[Entries for labeling bounding boxes]
━━━━

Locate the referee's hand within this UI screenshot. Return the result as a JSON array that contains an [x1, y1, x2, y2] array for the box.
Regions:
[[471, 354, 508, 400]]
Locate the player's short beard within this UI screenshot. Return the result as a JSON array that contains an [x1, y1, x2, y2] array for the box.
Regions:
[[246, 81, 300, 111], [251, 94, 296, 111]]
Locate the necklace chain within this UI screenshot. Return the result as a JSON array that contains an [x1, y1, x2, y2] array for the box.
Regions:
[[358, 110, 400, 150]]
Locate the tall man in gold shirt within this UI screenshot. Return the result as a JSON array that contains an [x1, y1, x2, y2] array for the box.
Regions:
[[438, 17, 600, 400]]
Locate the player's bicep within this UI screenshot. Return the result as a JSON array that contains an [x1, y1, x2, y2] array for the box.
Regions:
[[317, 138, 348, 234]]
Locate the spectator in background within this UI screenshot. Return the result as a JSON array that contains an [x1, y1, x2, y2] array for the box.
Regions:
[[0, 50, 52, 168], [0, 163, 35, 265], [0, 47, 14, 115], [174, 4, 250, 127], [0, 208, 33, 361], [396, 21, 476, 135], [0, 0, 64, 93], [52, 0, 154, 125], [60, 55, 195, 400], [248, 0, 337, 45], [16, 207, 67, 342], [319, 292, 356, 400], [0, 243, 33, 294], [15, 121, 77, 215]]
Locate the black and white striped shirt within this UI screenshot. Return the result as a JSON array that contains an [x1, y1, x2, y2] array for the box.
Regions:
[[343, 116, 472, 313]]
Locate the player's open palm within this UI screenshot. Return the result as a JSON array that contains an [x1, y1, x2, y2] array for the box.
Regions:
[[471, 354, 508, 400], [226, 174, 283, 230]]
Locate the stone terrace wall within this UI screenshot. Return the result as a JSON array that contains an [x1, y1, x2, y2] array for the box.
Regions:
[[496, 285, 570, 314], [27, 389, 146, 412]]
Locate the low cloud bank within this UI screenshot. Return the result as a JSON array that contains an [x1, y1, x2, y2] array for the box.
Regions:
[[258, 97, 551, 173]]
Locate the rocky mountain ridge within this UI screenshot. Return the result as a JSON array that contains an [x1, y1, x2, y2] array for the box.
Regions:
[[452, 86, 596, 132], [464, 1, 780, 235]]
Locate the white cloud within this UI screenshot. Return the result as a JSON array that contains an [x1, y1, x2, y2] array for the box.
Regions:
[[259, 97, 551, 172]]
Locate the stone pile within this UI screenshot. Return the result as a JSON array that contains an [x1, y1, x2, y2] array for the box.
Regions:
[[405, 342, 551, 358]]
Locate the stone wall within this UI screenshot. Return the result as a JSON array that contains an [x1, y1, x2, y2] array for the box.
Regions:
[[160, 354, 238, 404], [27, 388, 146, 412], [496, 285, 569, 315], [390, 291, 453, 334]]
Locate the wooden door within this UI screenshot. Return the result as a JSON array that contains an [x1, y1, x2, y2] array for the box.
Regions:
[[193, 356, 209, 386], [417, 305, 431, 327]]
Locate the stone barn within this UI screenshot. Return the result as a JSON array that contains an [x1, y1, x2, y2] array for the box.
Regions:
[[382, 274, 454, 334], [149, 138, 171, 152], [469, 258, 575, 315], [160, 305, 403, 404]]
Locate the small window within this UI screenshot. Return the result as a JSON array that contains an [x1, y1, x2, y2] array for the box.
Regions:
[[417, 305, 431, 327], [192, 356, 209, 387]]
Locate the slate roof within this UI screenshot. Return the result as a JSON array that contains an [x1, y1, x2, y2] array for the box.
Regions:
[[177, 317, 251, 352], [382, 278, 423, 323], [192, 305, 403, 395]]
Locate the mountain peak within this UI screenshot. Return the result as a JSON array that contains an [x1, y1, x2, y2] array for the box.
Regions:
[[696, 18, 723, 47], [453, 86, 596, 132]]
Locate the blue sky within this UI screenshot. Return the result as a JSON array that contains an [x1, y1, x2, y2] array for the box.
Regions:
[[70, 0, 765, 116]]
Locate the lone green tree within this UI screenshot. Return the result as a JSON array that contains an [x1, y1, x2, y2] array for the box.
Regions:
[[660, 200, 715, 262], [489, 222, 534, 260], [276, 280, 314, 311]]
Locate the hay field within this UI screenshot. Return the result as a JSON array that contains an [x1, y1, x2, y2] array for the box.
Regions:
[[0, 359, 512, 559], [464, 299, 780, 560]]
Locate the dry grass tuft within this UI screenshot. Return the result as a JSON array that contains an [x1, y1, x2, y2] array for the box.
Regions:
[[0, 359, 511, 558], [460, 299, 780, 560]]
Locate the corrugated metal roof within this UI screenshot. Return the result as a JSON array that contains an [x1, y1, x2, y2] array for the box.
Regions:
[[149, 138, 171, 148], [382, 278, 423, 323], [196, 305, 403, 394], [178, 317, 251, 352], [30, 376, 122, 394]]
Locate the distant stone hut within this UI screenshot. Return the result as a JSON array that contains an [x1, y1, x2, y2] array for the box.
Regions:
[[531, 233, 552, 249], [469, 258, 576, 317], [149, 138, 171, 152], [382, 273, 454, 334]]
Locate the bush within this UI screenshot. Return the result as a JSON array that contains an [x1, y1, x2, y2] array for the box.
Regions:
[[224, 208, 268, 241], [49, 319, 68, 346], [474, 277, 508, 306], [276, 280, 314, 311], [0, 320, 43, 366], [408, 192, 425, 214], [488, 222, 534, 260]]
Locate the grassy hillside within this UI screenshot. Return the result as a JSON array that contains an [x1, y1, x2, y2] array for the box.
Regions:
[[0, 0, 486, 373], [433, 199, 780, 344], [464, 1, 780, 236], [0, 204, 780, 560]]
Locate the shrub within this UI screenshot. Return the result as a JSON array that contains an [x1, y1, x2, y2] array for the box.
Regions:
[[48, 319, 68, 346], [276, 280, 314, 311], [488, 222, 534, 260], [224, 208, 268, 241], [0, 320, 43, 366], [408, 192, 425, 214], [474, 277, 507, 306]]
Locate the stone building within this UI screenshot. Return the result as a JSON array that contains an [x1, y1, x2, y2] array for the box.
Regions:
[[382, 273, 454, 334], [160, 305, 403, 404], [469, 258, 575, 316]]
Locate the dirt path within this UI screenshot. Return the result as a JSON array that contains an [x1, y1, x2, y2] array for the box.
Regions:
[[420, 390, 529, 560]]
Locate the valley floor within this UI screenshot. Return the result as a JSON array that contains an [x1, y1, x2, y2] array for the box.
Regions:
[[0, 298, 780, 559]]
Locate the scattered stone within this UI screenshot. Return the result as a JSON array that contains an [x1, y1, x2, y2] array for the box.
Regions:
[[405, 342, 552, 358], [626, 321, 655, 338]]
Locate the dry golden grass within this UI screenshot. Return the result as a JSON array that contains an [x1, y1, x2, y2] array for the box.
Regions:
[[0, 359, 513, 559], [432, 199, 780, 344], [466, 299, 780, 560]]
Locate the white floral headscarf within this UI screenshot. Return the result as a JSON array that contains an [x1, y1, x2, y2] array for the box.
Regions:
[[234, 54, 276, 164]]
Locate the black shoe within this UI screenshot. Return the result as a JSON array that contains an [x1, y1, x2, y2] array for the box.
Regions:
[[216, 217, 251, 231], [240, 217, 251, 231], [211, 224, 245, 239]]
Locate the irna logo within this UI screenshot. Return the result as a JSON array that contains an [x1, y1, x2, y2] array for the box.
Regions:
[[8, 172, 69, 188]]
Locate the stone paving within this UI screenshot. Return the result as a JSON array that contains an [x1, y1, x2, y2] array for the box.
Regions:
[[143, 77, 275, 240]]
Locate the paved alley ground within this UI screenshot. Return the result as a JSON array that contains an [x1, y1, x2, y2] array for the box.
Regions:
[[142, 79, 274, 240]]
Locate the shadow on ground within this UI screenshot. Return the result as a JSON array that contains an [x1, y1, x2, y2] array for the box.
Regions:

━━━━

Convert the lines above into a JSON list of strings with one string per line. Omit blank lines.

[
  "Locate the referee's hand within this UI screenshot. Return the result as a JSON array that contains an [x1, y1, x2, y2] array for the box.",
  "Regions:",
  "[[471, 354, 508, 400]]",
  "Locate the player's short beard within this UI screenshot. Return the result as a JSON array that contains an [x1, y1, x2, y2] array for the box.",
  "Regions:",
  "[[246, 81, 300, 111], [251, 94, 296, 111]]",
  "Locate the necklace chain within this UI screenshot. Return the result as a JSON array that contains an [x1, y1, x2, y2] array for the box.",
  "Regions:",
  "[[358, 110, 400, 150]]",
  "Locate the tall man in gold shirt within this UI screenshot. Return the result as a JSON array that contains an [x1, y1, x2, y2] array for the box.",
  "Regions:",
  "[[438, 17, 600, 400]]",
  "Locate the player's bicep within this UI screenshot. Return the result as a JSON array that contains an [x1, y1, x2, y2] array for the box.",
  "Regions:",
  "[[317, 138, 348, 234]]",
  "Locate the spectator in background within this UI screenshot. Return the result as a JSON array that contains an [x1, y1, x2, y2] array for the box.",
  "Regions:",
  "[[0, 50, 52, 168], [0, 163, 35, 265], [0, 47, 14, 115], [174, 4, 250, 127], [0, 208, 33, 361], [396, 21, 476, 135], [0, 0, 64, 93], [52, 0, 154, 125], [60, 55, 195, 400], [248, 0, 337, 45], [16, 207, 67, 342], [319, 292, 356, 400], [0, 243, 33, 294], [15, 121, 77, 215]]",
  "Locate the black and white striped shirt within this UI screenshot. Return the result as a JSON array that contains an [x1, y1, x2, y2] array for the box.",
  "Regions:",
  "[[343, 116, 472, 313]]",
  "Locate the player's open palm within this UI screenshot. Return the result as a JSON array that contains an [x1, y1, x2, y2] array for the box.",
  "Regions:",
  "[[471, 354, 508, 400], [226, 174, 283, 230]]",
  "Locate the stone terrace wall within this UI screenshot. Return the result as a JSON array that contains an [x1, y1, x2, y2] array for the box.",
  "Regions:",
  "[[496, 285, 570, 314], [27, 389, 146, 412]]",
  "Locate the low cloud bank within this UI screenshot. Return the result as a JSON array that contains an [x1, y1, x2, y2] array for the box.",
  "Regions:",
  "[[258, 97, 551, 173]]",
  "Locate the rocky mountain ridge within this UI screenshot. Return the result as a JSON array that contains an [x1, y1, x2, y2] array for the box.",
  "Regions:",
  "[[452, 86, 596, 132], [464, 1, 780, 235]]",
  "Locate the white cloud within this UI screenshot. Return the result as a JSON array that contains an [x1, y1, x2, y2] array for the box.",
  "Regions:",
  "[[259, 97, 551, 172]]",
  "Locate the stone pile within this UI screenshot. Return the result as a JSON array that contains an [x1, y1, x2, y2] array for the box.",
  "Regions:",
  "[[405, 342, 551, 358]]",
  "Locate the stone wall within this UI screenshot. Return the result as a JSON array that contains an [x1, y1, x2, y2] array for the box.",
  "Regions:",
  "[[160, 354, 238, 404], [27, 388, 146, 412], [496, 285, 569, 315], [390, 291, 453, 334]]",
  "Locate the wooden door within this UI screenshot. Return the result as a JSON array that contains an [x1, y1, x2, y2] array for the box.",
  "Regions:",
  "[[193, 356, 209, 386], [417, 305, 431, 327]]",
  "Locate the stone barn within this UI screenshot. Return the result as a JSON array that contains an [x1, y1, x2, y2] array for the box.",
  "Regions:",
  "[[382, 274, 454, 334], [149, 138, 171, 152], [469, 258, 575, 315], [160, 305, 403, 404]]",
  "Locate the small window within this UI screenshot. Return the result as a JSON array that contains an [x1, y1, x2, y2] array for the box.",
  "Regions:",
  "[[417, 305, 431, 327], [192, 356, 209, 387]]",
  "Locate the slate roof within this UI screenshot. Return the result as a JSON array that contains an [x1, y1, x2, y2] array for the box.",
  "Regions:",
  "[[177, 317, 251, 352], [382, 278, 423, 323], [192, 305, 403, 395]]",
  "Locate the mountain peak within this UI screenshot. Return the result as a JSON array that contains an [x1, y1, x2, y2] array for the box.",
  "Regions:",
  "[[696, 18, 723, 47], [453, 86, 596, 132]]",
  "Locate the blue sky within this UI screenshot. Return the result as a JSON array that contains an [x1, y1, x2, y2] array for the box.",
  "Regions:",
  "[[70, 0, 765, 116]]",
  "Locate the lone green tree within this UI screenshot. Return the result as a JSON array that contains an [x1, y1, x2, y2] array for the box.",
  "Regions:",
  "[[660, 200, 715, 262], [489, 222, 534, 260], [276, 280, 314, 311]]",
  "Locate the hay field within this UI screenshot. Return the result as a JSON array that contains an [x1, y1, x2, y2] array for the box.",
  "Regions:",
  "[[0, 359, 512, 559], [464, 299, 780, 560]]",
  "Locate the dry grass tuft within this UI screenshot. Return the result as a JSON array that contains an [x1, y1, x2, y2] array for the box.",
  "Regions:",
  "[[0, 359, 511, 558], [460, 299, 780, 560]]",
  "Locate the corrugated metal roof within this UI screenshot. Return the result as a JSON array that contains an [x1, y1, x2, y2] array for the box.",
  "Regions:",
  "[[149, 138, 171, 148], [382, 278, 423, 323], [196, 305, 403, 394], [178, 317, 251, 352], [30, 376, 122, 394]]",
  "Locate the distant stone hut within this UI screenshot. Return the result as a JSON array that contains an [x1, y1, x2, y2] array for the box.",
  "Regions:",
  "[[531, 233, 552, 249], [469, 258, 576, 317], [149, 138, 171, 152], [382, 273, 454, 334]]",
  "Locate the bush within this UI screenshot. Return the result as a JSON array that contains an [x1, y1, x2, y2] array for the box.",
  "Regions:",
  "[[224, 208, 268, 241], [49, 319, 68, 346], [474, 277, 508, 306], [276, 280, 314, 311], [0, 320, 43, 366], [408, 192, 425, 214], [488, 222, 534, 260]]",
  "Locate the grassy hillside within this UI screenshot. Return the result as a JSON array that contains an [x1, y1, x2, y2] array for the box.",
  "Regions:",
  "[[0, 0, 486, 373], [433, 199, 780, 344], [464, 1, 780, 236], [0, 204, 780, 560]]",
  "Locate the shrub within this UI screenshot. Return the result as a JSON array that contains an [x1, y1, x2, y2] array for the box.",
  "Regions:",
  "[[48, 319, 68, 346], [276, 280, 314, 311], [488, 222, 534, 260], [224, 208, 268, 241], [0, 320, 43, 366], [408, 192, 425, 214], [474, 277, 507, 306]]",
  "Locate the stone building within this UI screenshot. Return the result as a JSON array that contains an [x1, y1, x2, y2] array for the box.",
  "Regions:",
  "[[382, 273, 454, 334], [160, 305, 403, 404], [469, 258, 575, 316]]",
  "Locate the dirt path within this UI screenshot. Return the result as a JSON array that contains an [x1, y1, x2, y2] array for the box.",
  "Regions:",
  "[[420, 390, 529, 560]]",
  "Locate the valley floor within this UI screenshot. Return the result as a JSON array that contains an [x1, y1, x2, y2] array for the box.",
  "Regions:",
  "[[0, 298, 780, 559]]",
  "Locate the scattered stone within this UI screenshot. Return the result as a JSON array that contains an [x1, y1, x2, y2] array for the box.",
  "Regions:",
  "[[405, 342, 552, 358], [626, 321, 655, 338]]",
  "Locate the dry golden grass within this UI screenshot. Return the result as a JSON array that contains an [x1, y1, x2, y2] array for the box.",
  "Regions:",
  "[[0, 359, 513, 559], [432, 199, 780, 344], [466, 299, 780, 560]]",
  "Locate the white floral headscarf within this UI screenshot. Return the result as a JSON array that contains an [x1, y1, x2, y2] array for the box.",
  "Regions:",
  "[[234, 54, 276, 164]]",
  "Locate the black shoe within this UI screenshot. Return the result as a JSON array that contains an [x1, y1, x2, y2] array for the box.",
  "Regions:",
  "[[216, 217, 251, 231], [240, 217, 251, 231], [211, 224, 245, 239]]",
  "Locate the irna logo within this UI screenshot. Return the result as a JSON array that contains an [x1, y1, x2, y2] array for the box.",
  "Regions:",
  "[[8, 172, 69, 188]]",
  "Locate the stone paving within this UI screenshot. Return the result as a JSON array that contains an [x1, y1, x2, y2] array for the box.",
  "Regions:",
  "[[143, 77, 275, 240]]",
  "Locate the paved alley ground within this UI screenshot. Return the result as a JSON array that contains an [x1, y1, x2, y2] array for the box.",
  "Regions:",
  "[[142, 79, 274, 240]]",
  "Locate the shadow on ground within this UI screenshot. Return the result as a JSON array that contains an [x1, y1, x2, y2] array for the box.",
  "Regions:"
]